> _Requirement A_
In the text on Louisiana river pilots, how many state-commissioned pilots are there?

> _Document text_
Over the last decade, the citizens and legislators of Louisiana have finally begun to realize the expenses and costs that are the direct result of the inefficiency and bureaucracy of the state driven monopoly of river pilots, specifically regarding their organization and pay. 

State officials have charged that the pilots' business dealings have damaged Louisiana's reputation with much of the shipping industry and thereby have had difficulty attracting business. Currently the pilots are divided into three separate groups each controlling a segment of the lower Mississippi River by means of a commission, which oversees dealings and determines fees and pay. In all, there are 280 such state-commissioned pilots who guide large vessels on the Mississippi and Calcasieu Rivers for a targeted $342,000 a year. 

It is also no secret to the public that there is widespread nepotism, porkbarrelling, and featherbedding amongst the river pilot ranks. (See the Google on the topic for a sample of how hot the controversy has become.)

Rather than accounting for the source of these ills, state ownership and administration of the waterways, the looming questions legislators, river pilots, and the shipping industry now concern themselves with are how much authority commissions and advisory boards should have in hiring and other workforce decisions, and how the industry should be revamped to increase efficiency. Says governor Blanco of the current condition of talks, "I don't really care what the structure is, as long as it actually works."

> _Given data_
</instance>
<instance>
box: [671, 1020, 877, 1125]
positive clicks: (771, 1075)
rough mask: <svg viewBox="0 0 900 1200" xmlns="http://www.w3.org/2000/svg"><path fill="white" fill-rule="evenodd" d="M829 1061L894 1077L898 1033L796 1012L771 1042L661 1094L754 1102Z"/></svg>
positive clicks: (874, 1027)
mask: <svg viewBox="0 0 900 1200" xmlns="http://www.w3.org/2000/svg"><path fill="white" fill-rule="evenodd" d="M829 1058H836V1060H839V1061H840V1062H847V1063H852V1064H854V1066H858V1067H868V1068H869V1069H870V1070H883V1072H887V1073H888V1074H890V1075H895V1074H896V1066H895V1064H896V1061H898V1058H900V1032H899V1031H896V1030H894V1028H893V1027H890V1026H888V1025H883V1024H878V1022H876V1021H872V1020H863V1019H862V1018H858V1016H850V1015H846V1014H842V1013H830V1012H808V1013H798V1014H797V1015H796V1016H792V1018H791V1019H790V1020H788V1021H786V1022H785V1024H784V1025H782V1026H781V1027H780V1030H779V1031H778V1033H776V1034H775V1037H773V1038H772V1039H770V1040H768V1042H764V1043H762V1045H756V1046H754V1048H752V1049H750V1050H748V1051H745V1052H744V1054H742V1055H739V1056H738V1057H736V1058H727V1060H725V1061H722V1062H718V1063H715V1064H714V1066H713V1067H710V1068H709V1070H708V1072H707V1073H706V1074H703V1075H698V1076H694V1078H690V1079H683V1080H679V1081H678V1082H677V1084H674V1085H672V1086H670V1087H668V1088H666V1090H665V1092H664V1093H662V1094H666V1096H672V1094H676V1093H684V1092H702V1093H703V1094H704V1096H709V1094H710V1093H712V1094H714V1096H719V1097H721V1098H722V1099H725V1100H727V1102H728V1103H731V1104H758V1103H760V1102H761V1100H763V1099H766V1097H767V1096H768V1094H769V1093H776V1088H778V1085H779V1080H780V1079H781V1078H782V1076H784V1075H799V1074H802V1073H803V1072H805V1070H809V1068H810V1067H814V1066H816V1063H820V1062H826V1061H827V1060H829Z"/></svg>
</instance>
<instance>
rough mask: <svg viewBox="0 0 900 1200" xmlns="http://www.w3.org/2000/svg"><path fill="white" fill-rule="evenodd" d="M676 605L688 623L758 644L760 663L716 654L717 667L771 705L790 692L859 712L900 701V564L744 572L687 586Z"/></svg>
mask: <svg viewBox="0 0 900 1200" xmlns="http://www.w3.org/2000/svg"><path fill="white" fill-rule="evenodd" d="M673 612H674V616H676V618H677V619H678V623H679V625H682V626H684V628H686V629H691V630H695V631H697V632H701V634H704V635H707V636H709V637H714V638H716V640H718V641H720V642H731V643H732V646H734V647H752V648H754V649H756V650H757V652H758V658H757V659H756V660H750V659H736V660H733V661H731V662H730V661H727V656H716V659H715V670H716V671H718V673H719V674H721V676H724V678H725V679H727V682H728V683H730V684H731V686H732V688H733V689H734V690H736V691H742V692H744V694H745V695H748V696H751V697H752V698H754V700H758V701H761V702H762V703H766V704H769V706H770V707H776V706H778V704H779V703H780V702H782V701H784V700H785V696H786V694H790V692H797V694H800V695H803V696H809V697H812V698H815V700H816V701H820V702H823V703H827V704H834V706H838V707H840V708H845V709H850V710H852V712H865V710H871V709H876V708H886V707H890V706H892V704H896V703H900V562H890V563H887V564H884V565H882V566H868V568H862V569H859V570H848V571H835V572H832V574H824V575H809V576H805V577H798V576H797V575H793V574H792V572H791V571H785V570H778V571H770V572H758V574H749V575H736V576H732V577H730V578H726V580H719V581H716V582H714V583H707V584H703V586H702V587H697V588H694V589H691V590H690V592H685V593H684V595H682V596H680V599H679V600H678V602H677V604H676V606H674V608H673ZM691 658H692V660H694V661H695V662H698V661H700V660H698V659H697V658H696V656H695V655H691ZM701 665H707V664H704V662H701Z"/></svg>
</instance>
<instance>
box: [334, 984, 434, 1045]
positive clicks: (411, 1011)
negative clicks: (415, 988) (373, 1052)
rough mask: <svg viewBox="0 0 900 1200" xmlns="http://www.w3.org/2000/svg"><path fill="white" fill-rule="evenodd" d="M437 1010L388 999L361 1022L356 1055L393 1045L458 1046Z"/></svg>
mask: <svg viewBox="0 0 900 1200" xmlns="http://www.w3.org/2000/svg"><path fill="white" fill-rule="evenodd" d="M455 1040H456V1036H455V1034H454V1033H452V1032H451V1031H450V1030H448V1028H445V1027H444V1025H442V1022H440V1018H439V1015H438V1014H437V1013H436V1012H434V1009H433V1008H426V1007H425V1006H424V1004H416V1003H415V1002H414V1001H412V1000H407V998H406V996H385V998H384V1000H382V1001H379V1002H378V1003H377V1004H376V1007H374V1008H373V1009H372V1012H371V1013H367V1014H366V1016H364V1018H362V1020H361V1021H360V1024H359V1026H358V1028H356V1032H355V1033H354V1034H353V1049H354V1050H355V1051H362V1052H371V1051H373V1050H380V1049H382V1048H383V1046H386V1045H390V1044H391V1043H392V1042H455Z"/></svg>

> _Requirement B_
Edit the records from their first line through the line with "positive clicks: (874, 1027)", both ends included, so that "rough mask" becomes "coarse mask" and nothing else changes.

> _Exercise response A_
280

> _Exercise response B_
</instance>
<instance>
box: [671, 1020, 877, 1125]
positive clicks: (771, 1075)
coarse mask: <svg viewBox="0 0 900 1200" xmlns="http://www.w3.org/2000/svg"><path fill="white" fill-rule="evenodd" d="M829 1061L894 1077L898 1033L796 1012L771 1042L661 1094L754 1102Z"/></svg>
positive clicks: (874, 1027)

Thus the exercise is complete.